- TASK DIRECTIONS -
Transcribe the cross-validation patch below in full, with every line as it appears in the source.

- SELECTED EXCERPT -

>> BEGIN

From 604db9b6fcc9be1657373a4403b1300b2778252c Mon Sep 17 00:00:00 2001
From: Ilya-E <ilyaeck@gmail.com>
Date: Thu, 28 Jul 2016 23:47:51 -0700
Subject: [PATCH 1/2] Enable using sample weights in cross-validation

This fix enables use of sample weights in cross validation, i.e.,
cross_val_score and cross_val_predict. Since most classifiers
(estimators) do explicitly allow sample weights in fit(), this
capability is required to adequately measure performance in those cases.
---
 sklearn/cross_validation.py | 85 ++++++++++++++++++++++++-------------
 1 file changed, 55 insertions(+), 30 deletions(-)

diff --git a/sklearn/cross_validation.py b/sklearn/cross_validation.py
index e23d1040b12c1..ec6bf102ebc4d 100644
--- a/sklearn/cross_validation.py
+++ b/sklearn/cross_validation.py
@@ -22,21 +22,21 @@
 import numpy as np
 import scipy.sparse as sp
 
-from .base import is_classifier, clone
-from .utils import indexable, check_random_state, safe_indexing
-from .utils.validation import (_is_arraylike, _num_samples,
+from sklearn.base import is_classifier, clone
+from sklearn.utils import indexable, check_random_state, safe_indexing
+from sklearn.utils.validation import (_is_arraylike, _num_samples,
                                column_or_1d)

>> END

- SUPPLIED INFORMATION -
>> BEGIN

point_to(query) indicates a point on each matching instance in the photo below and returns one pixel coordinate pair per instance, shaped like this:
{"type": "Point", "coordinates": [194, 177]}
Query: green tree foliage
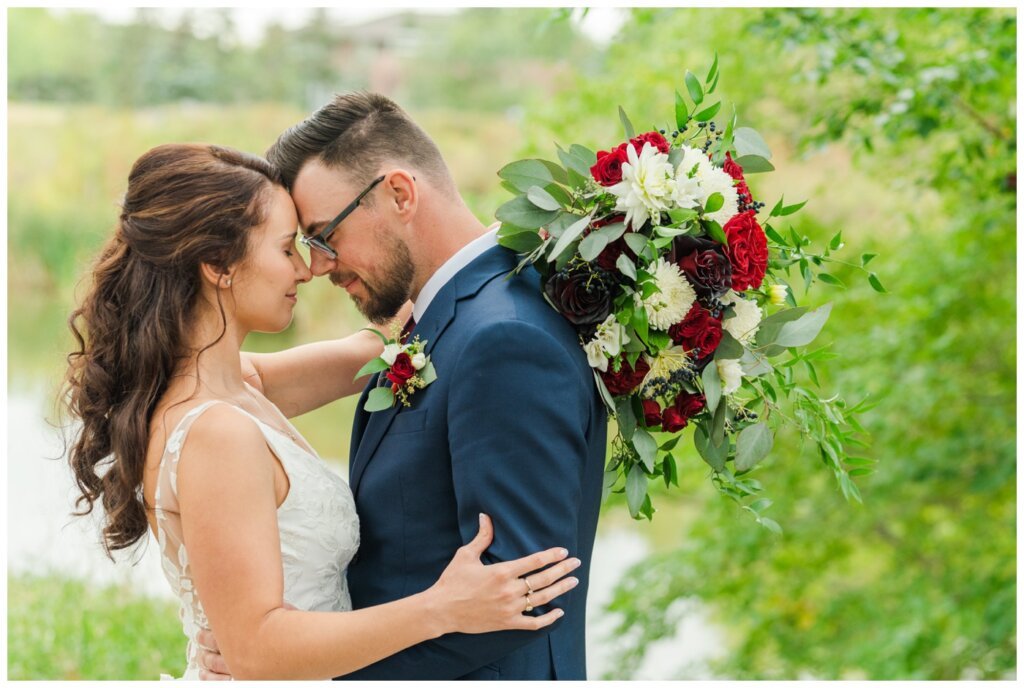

>> END

- OUTPUT OF THE TASK -
From 604db9b6fcc9be1657373a4403b1300b2778252c Mon Sep 17 00:00:00 2001
From: Ilya-E <ilyaeck@gmail.com>
Date: Thu, 28 Jul 2016 23:47:51 -0700
Subject: [PATCH 1/2] Enable using sample weights in cross-validation

This fix enables use of sample weights in cross validation, i.e.,
cross_val_score and cross_val_predict. Since most classifiers
(estimators) do explicitly allow sample weights in fit(), this
capability is required to adequately measure performance in those cases.
---
 sklearn/cross_validation.py | 85 ++++++++++++++++++++++++-------------
 1 file changed, 55 insertions(+), 30 deletions(-)

diff --git a/sklearn/cross_validation.py b/sklearn/cross_validation.py
index e23d1040b12c1..ec6bf102ebc4d 100644
--- a/sklearn/cross_validation.py
+++ b/sklearn/cross_validation.py
@@ -22,21 +22,21 @@
 import numpy as np
 import scipy.sparse as sp
 
-from .base import is_classifier, clone
-from .utils import indexable, check_random_state, safe_indexing
-from .utils.validation import (_is_arraylike, _num_samples,
+from sklearn.base import is_classifier, clone
+from sklearn.utils import indexable, check_random_state, safe_indexing
+from sklearn.utils.validation import (_is_arraylike, _num_samples,
                                column_or_1d)